WORK TO BE COMPLETED:
Rescale the material below by reproducing every line, requests included, with each x and y coordinate in the answers multiplied by 2.45 and rounded to the nearest whole number, halves rounded up.

## START GIVEN DATA

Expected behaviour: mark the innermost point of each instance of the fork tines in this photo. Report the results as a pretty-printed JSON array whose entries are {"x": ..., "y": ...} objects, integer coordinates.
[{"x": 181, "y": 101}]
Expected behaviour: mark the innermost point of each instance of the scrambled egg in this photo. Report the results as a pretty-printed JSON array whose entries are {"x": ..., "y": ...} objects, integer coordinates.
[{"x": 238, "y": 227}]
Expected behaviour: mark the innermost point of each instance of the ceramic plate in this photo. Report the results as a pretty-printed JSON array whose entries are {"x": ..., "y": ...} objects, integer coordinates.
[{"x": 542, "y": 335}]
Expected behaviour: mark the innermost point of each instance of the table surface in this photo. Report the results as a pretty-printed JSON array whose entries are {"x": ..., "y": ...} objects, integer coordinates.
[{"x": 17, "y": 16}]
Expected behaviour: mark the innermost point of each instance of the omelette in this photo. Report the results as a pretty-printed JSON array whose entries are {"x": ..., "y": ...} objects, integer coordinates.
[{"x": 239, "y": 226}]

## END GIVEN DATA

ANSWER BELOW:
Expected behaviour: mark the innermost point of each instance of the fork tines in this photo. Report the results as a pretty-printed JSON array whose entries are {"x": ..., "y": ...} objects, integer coordinates.
[{"x": 443, "y": 247}]
Expected behaviour: mark the innermost point of each instance of the scrambled egg in this photo. Report the results as a pretty-printed JSON array whose entries are {"x": ..., "y": ...} objects, integer coordinates.
[{"x": 583, "y": 556}]
Expected behaviour: mark the innermost point of each instance of the ceramic plate in this photo. Report the results as a pretty-printed JSON array whose entries are {"x": ..., "y": ...} objects, integer coordinates.
[{"x": 1328, "y": 821}]
Expected behaviour: mark the innermost point of each instance of the table surface in this photo. Report the results as a pretty-printed JSON array whose entries are {"x": ..., "y": ...} objects, integer coordinates.
[{"x": 42, "y": 39}]
Expected behaviour: mark the innermost point of each instance of the omelette in this photo. Report the results as a pretty-printed JSON array whose entries are {"x": ..., "y": ...} objects, integer coordinates.
[{"x": 586, "y": 554}]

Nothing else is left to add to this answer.